» Document passage:
HTML, in contrast, is much more flexible. The HTML parser can often fill in missing tags; for example, if you open a new paragraph in HTML using the <P> tag without closing the previous paragraph, the parser automatically adds a </P> end tag. HTML is also case-insensitive. On the other hand, XML allows you to define your own elements, while HTML uses a fixed element set, as defined by the HTML specifications.

SGML is even more flexible. In its full incarnation, you can use a custom declaration to define how to translate the source text into an element structure, and a document type description (DTD) to validate the structure and fill in missing tags. Technically, both HTML and XML are SGML applications; they both have their own SGML declaration, and HTML also has a standard DTD.

Python comes with parsers for all markup flavors. While SGML is the most flexible of the formats, Python's sgmllib parser is actually pretty simple. It avoids most of the problems by only understanding enough of the SGML standard to be able to deal with HTML. It doesn't handle DTDs either; instead, you can customize the parser via subclassing.

» Recorded information:
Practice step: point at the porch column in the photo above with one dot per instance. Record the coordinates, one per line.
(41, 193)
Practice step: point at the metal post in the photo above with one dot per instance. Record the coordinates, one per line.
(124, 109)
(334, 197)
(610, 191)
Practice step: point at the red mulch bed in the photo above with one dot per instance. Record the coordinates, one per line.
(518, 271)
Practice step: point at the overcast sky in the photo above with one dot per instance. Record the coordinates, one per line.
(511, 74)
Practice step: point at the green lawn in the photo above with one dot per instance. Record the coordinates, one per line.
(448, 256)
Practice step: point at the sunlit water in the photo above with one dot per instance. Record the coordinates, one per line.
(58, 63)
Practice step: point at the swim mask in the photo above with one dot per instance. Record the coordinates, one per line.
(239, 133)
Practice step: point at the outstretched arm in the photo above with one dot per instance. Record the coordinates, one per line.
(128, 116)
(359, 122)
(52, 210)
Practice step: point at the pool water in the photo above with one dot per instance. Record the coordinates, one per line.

» What this exercise asks:
1 > Return the part of the passage on markup parsers above that opens with the words containing "SGML is even" and closes with "parser via subclassing.".
2 > In the passage on markup parsers, what does the HTML parser add when a new paragraph is opened with the <P> tag and the previous paragraph has not been closed?

» Full answers:
1 >
SGML is even more flexible. In its full incarnation, you can use a custom declaration to define how to translate the source text into an element structure, and a document type description (DTD) to validate the structure and fill in missing tags. Technically, both HTML and XML are SGML applications; they both have their own SGML declaration, and HTML also has a standard DTD.

Python comes with parsers for all markup flavors. While SGML is the most flexible of the formats, Python's sgmllib parser is actually pretty simple. It avoids most of the problems by only understanding enough of the SGML standard to be able to deal with HTML. It doesn't handle DTDs either; instead, you can customize the parser via subclassing.

2 > It adds a </P> end tag.